--- Data to process ---

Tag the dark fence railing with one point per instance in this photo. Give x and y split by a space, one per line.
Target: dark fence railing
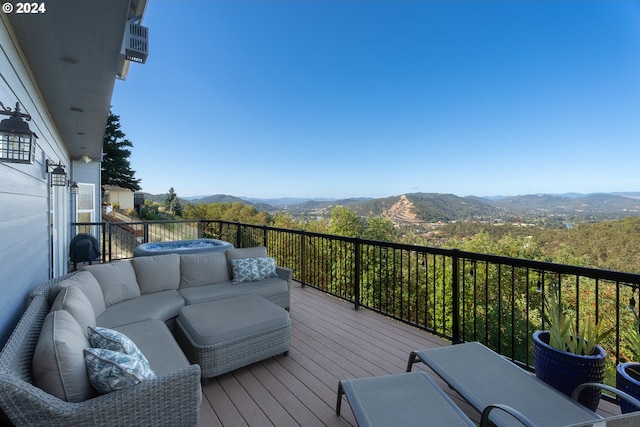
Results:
460 296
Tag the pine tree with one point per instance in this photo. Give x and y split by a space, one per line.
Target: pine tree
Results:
172 203
116 168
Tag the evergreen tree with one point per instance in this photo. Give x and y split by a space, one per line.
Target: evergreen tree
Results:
172 204
116 168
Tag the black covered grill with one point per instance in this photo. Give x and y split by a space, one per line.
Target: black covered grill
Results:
84 248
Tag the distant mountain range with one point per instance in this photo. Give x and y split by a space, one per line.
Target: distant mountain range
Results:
437 207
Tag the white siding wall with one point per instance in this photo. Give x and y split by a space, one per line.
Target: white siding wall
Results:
25 232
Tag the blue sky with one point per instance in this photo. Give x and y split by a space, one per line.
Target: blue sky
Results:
301 98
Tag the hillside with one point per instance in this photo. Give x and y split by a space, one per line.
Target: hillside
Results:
415 208
427 207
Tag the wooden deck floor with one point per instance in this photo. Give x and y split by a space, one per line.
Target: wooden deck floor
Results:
330 341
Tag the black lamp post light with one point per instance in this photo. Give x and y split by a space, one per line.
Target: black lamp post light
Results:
58 174
17 141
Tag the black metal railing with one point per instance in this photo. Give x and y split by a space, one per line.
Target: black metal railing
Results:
460 296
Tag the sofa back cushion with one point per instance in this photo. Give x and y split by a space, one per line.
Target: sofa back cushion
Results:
239 253
157 273
117 281
76 303
58 362
203 269
88 284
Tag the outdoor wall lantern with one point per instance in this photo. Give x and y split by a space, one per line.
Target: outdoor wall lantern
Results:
17 141
58 175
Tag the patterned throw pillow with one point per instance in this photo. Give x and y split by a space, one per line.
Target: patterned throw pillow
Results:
266 267
109 339
244 270
112 370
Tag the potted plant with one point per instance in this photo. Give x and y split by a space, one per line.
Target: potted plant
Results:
564 360
628 373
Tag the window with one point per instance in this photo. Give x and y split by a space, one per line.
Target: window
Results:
86 206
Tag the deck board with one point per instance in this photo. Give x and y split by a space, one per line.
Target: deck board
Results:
330 341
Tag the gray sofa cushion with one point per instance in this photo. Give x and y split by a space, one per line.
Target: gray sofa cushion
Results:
155 341
160 305
235 318
238 253
58 363
74 301
87 284
203 269
117 280
157 273
264 288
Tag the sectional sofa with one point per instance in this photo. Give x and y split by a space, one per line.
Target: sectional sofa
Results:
43 367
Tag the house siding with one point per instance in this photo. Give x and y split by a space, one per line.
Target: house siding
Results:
26 237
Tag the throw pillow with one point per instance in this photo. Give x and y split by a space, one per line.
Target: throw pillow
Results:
266 267
112 370
244 270
73 300
110 339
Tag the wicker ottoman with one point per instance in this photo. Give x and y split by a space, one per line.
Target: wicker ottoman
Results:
228 334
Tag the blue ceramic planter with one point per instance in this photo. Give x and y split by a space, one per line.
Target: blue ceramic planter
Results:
565 371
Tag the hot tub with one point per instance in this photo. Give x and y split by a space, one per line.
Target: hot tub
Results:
182 247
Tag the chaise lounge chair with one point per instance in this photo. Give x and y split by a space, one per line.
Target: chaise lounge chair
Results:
483 377
406 400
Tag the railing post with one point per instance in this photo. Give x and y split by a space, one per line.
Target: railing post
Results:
110 242
238 235
356 291
303 258
103 231
455 298
264 236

---

• _Prompt_
Find all the lines containing "potted" in the material, then copy them.

• _Result_
Tag the potted plant with one point per instance in this photo. Give x and y split by a space, one per line.
Target: potted plant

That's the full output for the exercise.